▸ TASK INSTRUCTIONS: Please gather every line of the material below that contains the string "ferris". Case counts, so a line matches only if the string appears with the same capitalization.

▸ SUPPLIED DATA:
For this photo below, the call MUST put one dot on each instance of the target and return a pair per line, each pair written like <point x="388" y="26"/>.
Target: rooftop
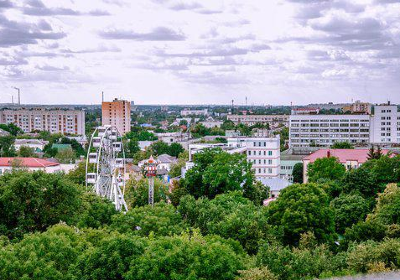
<point x="344" y="155"/>
<point x="27" y="162"/>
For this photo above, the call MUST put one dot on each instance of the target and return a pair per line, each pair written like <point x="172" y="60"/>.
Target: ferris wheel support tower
<point x="105" y="166"/>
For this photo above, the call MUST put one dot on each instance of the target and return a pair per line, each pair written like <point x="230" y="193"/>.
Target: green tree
<point x="328" y="168"/>
<point x="48" y="255"/>
<point x="349" y="209"/>
<point x="137" y="192"/>
<point x="12" y="129"/>
<point x="26" y="152"/>
<point x="187" y="257"/>
<point x="66" y="156"/>
<point x="342" y="145"/>
<point x="111" y="259"/>
<point x="229" y="216"/>
<point x="175" y="149"/>
<point x="302" y="208"/>
<point x="131" y="148"/>
<point x="160" y="220"/>
<point x="217" y="172"/>
<point x="298" y="173"/>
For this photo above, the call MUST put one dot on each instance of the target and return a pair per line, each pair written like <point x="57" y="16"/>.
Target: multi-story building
<point x="117" y="113"/>
<point x="272" y="120"/>
<point x="53" y="120"/>
<point x="385" y="125"/>
<point x="325" y="130"/>
<point x="263" y="152"/>
<point x="358" y="107"/>
<point x="189" y="112"/>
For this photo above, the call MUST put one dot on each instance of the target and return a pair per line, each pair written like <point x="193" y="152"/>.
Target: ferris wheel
<point x="105" y="165"/>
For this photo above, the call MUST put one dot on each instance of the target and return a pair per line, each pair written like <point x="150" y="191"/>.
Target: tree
<point x="32" y="201"/>
<point x="137" y="192"/>
<point x="175" y="149"/>
<point x="189" y="256"/>
<point x="348" y="210"/>
<point x="217" y="172"/>
<point x="131" y="148"/>
<point x="66" y="156"/>
<point x="48" y="255"/>
<point x="328" y="168"/>
<point x="159" y="220"/>
<point x="342" y="145"/>
<point x="387" y="210"/>
<point x="302" y="208"/>
<point x="12" y="129"/>
<point x="229" y="216"/>
<point x="78" y="174"/>
<point x="372" y="154"/>
<point x="298" y="173"/>
<point x="26" y="152"/>
<point x="111" y="259"/>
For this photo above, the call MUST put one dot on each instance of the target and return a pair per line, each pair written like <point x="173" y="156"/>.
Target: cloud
<point x="5" y="4"/>
<point x="37" y="8"/>
<point x="15" y="33"/>
<point x="157" y="34"/>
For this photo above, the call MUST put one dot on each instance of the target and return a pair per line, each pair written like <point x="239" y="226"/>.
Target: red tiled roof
<point x="28" y="162"/>
<point x="344" y="155"/>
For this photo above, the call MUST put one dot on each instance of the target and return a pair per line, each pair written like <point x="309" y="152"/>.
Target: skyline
<point x="200" y="52"/>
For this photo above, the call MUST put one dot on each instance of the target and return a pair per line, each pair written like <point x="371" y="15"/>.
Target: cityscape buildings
<point x="53" y="120"/>
<point x="117" y="113"/>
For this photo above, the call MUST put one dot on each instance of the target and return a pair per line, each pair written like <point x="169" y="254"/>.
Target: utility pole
<point x="19" y="95"/>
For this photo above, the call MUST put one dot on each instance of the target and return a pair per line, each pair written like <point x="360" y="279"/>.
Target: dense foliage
<point x="51" y="227"/>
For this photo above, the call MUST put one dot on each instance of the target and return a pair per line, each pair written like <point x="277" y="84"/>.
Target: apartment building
<point x="385" y="125"/>
<point x="262" y="152"/>
<point x="53" y="120"/>
<point x="190" y="112"/>
<point x="273" y="120"/>
<point x="117" y="113"/>
<point x="325" y="130"/>
<point x="358" y="107"/>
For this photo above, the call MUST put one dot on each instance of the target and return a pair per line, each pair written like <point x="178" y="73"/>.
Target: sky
<point x="200" y="51"/>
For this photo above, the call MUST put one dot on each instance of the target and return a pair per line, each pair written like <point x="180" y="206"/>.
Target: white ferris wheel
<point x="105" y="165"/>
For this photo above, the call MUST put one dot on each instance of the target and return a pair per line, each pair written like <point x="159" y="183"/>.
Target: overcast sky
<point x="204" y="51"/>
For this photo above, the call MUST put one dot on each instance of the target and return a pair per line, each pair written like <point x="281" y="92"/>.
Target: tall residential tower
<point x="117" y="113"/>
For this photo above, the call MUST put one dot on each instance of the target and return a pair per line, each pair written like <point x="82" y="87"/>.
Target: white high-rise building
<point x="263" y="152"/>
<point x="385" y="125"/>
<point x="63" y="121"/>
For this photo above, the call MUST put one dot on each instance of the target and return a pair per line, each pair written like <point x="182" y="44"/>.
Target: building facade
<point x="117" y="113"/>
<point x="190" y="112"/>
<point x="262" y="152"/>
<point x="325" y="130"/>
<point x="385" y="125"/>
<point x="62" y="121"/>
<point x="272" y="120"/>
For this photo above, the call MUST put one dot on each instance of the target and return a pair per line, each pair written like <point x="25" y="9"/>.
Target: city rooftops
<point x="26" y="162"/>
<point x="343" y="155"/>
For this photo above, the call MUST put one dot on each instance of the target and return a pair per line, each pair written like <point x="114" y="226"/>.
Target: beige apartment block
<point x="55" y="120"/>
<point x="117" y="113"/>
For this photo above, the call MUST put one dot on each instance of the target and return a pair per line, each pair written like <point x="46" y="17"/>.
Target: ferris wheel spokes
<point x="107" y="174"/>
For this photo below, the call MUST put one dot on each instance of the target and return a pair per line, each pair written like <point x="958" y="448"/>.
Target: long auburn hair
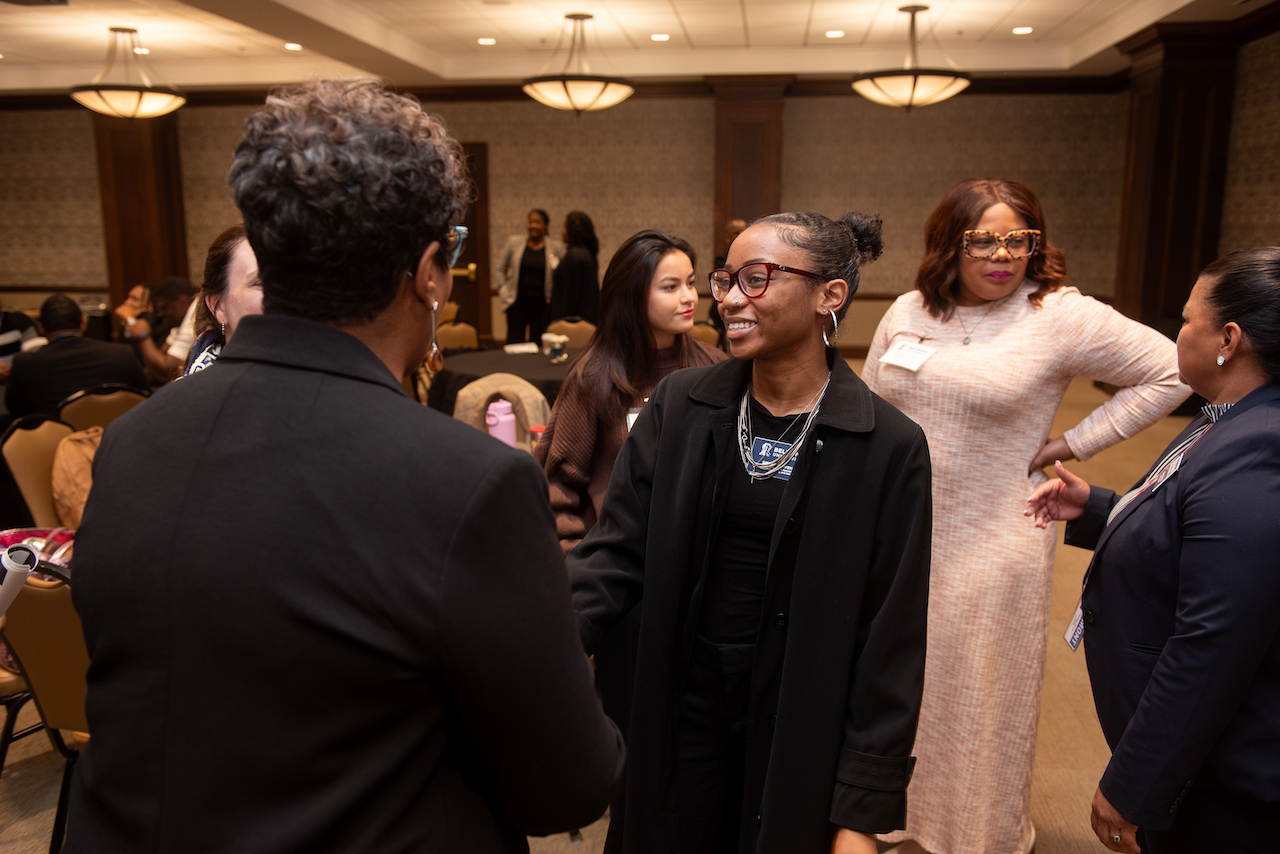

▸ RESULT FOR THIS TASK:
Target: ferris wheel support tower
Target: ferris wheel
Target: white ferris wheel
Target: ferris wheel spokes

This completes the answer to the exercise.